WHAT TO DO:
Write out every line of the data below exactly as it appears, without changing anything.

DATA LINES:
((
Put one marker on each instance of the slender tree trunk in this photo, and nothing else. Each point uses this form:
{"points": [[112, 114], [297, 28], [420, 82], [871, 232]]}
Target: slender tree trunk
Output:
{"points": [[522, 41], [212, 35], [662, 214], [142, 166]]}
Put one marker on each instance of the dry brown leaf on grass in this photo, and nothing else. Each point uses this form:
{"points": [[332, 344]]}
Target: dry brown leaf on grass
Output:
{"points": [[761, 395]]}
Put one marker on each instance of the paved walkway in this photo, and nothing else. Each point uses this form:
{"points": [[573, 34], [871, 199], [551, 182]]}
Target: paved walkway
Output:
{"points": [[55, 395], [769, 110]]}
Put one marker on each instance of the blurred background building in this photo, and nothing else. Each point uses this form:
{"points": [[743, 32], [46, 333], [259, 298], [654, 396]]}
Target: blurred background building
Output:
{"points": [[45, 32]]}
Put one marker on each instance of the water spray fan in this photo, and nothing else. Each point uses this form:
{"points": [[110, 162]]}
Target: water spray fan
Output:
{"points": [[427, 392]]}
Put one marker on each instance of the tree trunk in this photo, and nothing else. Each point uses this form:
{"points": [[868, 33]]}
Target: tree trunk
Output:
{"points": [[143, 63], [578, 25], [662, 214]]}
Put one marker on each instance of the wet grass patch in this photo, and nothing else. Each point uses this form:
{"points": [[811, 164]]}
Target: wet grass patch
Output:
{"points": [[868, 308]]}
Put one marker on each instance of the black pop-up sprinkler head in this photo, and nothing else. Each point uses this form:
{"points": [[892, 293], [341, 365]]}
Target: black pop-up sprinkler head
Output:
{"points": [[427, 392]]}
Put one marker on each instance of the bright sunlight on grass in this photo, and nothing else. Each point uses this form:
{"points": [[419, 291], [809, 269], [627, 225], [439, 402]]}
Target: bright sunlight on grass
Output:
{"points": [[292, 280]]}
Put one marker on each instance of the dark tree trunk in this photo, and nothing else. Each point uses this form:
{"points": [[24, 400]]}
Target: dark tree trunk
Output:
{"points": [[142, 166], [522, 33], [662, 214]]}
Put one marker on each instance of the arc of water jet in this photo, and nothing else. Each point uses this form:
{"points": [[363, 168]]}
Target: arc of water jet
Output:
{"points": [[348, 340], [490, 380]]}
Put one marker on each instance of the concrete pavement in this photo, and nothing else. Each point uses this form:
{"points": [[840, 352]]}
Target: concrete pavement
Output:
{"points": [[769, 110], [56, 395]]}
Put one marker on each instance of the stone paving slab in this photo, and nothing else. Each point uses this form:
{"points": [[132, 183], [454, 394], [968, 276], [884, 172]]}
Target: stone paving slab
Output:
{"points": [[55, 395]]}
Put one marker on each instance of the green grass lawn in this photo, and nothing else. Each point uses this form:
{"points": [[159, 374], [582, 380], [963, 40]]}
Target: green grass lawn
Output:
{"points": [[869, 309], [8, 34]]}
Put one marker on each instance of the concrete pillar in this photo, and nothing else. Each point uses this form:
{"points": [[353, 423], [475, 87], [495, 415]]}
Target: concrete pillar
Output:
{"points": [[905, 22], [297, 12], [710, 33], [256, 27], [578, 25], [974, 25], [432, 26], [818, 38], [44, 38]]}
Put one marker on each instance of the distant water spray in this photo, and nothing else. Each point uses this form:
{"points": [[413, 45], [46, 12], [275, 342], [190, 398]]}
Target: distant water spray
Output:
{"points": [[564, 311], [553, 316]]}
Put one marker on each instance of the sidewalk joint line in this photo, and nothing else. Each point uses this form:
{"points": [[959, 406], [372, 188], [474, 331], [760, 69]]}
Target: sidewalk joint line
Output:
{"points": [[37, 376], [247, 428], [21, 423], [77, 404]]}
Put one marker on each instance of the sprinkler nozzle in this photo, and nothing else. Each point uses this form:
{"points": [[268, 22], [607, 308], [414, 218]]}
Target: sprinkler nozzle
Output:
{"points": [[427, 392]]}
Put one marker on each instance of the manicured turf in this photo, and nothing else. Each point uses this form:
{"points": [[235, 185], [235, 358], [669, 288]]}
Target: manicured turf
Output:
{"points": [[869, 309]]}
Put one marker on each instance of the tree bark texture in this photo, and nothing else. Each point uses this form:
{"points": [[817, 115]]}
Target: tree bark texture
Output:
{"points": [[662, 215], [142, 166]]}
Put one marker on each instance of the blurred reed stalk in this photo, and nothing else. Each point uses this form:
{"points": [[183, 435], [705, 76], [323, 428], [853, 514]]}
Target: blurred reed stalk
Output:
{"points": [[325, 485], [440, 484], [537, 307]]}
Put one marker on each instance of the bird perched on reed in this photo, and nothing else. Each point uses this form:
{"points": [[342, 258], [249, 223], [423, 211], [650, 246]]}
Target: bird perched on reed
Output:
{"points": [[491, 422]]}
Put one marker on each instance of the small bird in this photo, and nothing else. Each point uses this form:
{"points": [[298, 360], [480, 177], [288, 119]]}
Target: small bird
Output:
))
EXPECTED ANSWER:
Put one marker on each instance of the slender tree trunk in this photo, and nothing else. Each point uses this form:
{"points": [[112, 114], [297, 28], [420, 82], [871, 232]]}
Target: slender tree trunk
Output:
{"points": [[522, 41], [212, 35], [662, 214], [142, 166]]}
Put one marker on each instance of the dry brown leaf on grass in this photo, and nothing else. Each point uses this form:
{"points": [[332, 344]]}
Target: dry brown leaf on grass
Output:
{"points": [[761, 395]]}
Put one marker on each instance of the paved walkway in this photo, and nothing else. Each point uses this form:
{"points": [[573, 34], [871, 199], [551, 182]]}
Target: paved walkway
Output:
{"points": [[55, 395], [769, 110]]}
Put one marker on each instance of the blurred background building in this photo, and nothing else. Each point uses this form:
{"points": [[743, 32], [46, 333], [259, 298], [654, 396]]}
Target: blurred background building
Output:
{"points": [[45, 32]]}
Put one marker on each instance of the water spray fan in this photo, and nothing else. Each point uses this form:
{"points": [[110, 162]]}
Target: water spray fan
Output:
{"points": [[427, 392]]}
Put one marker on each instance of the tree trunk in this photo, and nothing else. Each point uses this form:
{"points": [[868, 33]]}
Target: tree trunk
Output:
{"points": [[143, 63], [578, 25], [662, 214]]}
Put one marker on each instance of the wet grass patch in this photo, and nothing else. Each point uses this form:
{"points": [[811, 164]]}
Target: wet grass patch
Output:
{"points": [[868, 308]]}
Put one marker on each instance of the black pop-up sprinkler head in this photo, and nothing else. Each point uses this form:
{"points": [[892, 293], [341, 365]]}
Target: black pop-up sprinkler head
Output:
{"points": [[427, 392]]}
Put one marker on each instance of the bright sunlight on grass in this photo, and nothing else. Each point uses this form:
{"points": [[419, 291], [809, 269], [627, 225], [439, 402]]}
Target: bright sunlight on grass
Output:
{"points": [[292, 280]]}
Put one marker on each instance of the dark tree trunk in this photo, and nothing else. Each point uses this form:
{"points": [[24, 400]]}
Target: dark tree trunk
Output:
{"points": [[142, 166], [522, 33], [662, 214]]}
Put one marker on each instance of the arc of water jet in this photo, and nothing else. Each point uses this form:
{"points": [[363, 168]]}
Target: arc of water jet
Output:
{"points": [[348, 340], [490, 380]]}
Put one marker on each instance of the concrete pavement in this photo, and nothing else. Each point uses this form:
{"points": [[840, 352]]}
Target: concrete pavement
Output:
{"points": [[769, 110], [56, 395]]}
Put one marker on each instance of the stone paving slab in this photo, and nothing else. Each point uses this form:
{"points": [[132, 183], [454, 394], [968, 276], [884, 172]]}
Target: stone paving slab
Output:
{"points": [[55, 395]]}
Put one marker on each instance of the green grass lawn in this photo, and nothing else. Each point uses this form:
{"points": [[159, 374], [582, 380], [963, 40]]}
Target: green grass lawn
Output:
{"points": [[869, 309], [8, 34]]}
Put one marker on each instance of the concrete pillar in this photo, and nothing else. Each point uses this form:
{"points": [[353, 423], [475, 87], [495, 415]]}
Target: concrete pillar
Output:
{"points": [[905, 22], [297, 12], [710, 33], [256, 27], [578, 25], [974, 25], [432, 26], [818, 38], [44, 38]]}
Put one marker on each instance of the distant water spray in this photo, and nothing else. Each point uses this form:
{"points": [[413, 45], [46, 12], [275, 342], [190, 398]]}
Target: distant water spray
Output:
{"points": [[564, 311], [553, 316]]}
Put one marker on each instance of the sidewalk joint line in this photo, and nothing else. Each point uses this form:
{"points": [[959, 406], [372, 188], [474, 331], [760, 69]]}
Target: sidewalk joint line
Output:
{"points": [[37, 376], [247, 428], [21, 423], [77, 404]]}
Put one marker on each instance of the sprinkler nozzle in this photo, and nothing else. Each point uses this form:
{"points": [[268, 22], [607, 308], [414, 218]]}
Target: sprinkler nozzle
Output:
{"points": [[427, 392]]}
Put one marker on each instance of the manicured turf in this photo, and nothing else. Each point uses this form:
{"points": [[235, 185], [235, 358], [669, 288]]}
Target: manicured turf
Output:
{"points": [[869, 309]]}
Put one marker on each instance of the tree bark texture in this photo, and nothing else. Each point uses this form:
{"points": [[817, 115]]}
Target: tree bark texture
Output:
{"points": [[662, 215], [142, 166]]}
Put one marker on each instance of the blurred reed stalk in this photo, and nothing else. Each point uses this form:
{"points": [[183, 435], [705, 76], [323, 428], [853, 514]]}
Target: blurred reed stalk
Output:
{"points": [[325, 485], [440, 484], [537, 307]]}
Put one marker on each instance of the bird perched on reed in this photo, and nothing else. Each point uses this form:
{"points": [[342, 258], [249, 223], [423, 211], [650, 246]]}
Target: bird perched on reed
Output:
{"points": [[491, 422]]}
Put one marker on each instance of the small bird in this photo, and nothing else. Each point uses this form:
{"points": [[298, 360], [480, 177], [288, 119]]}
Target: small bird
Output:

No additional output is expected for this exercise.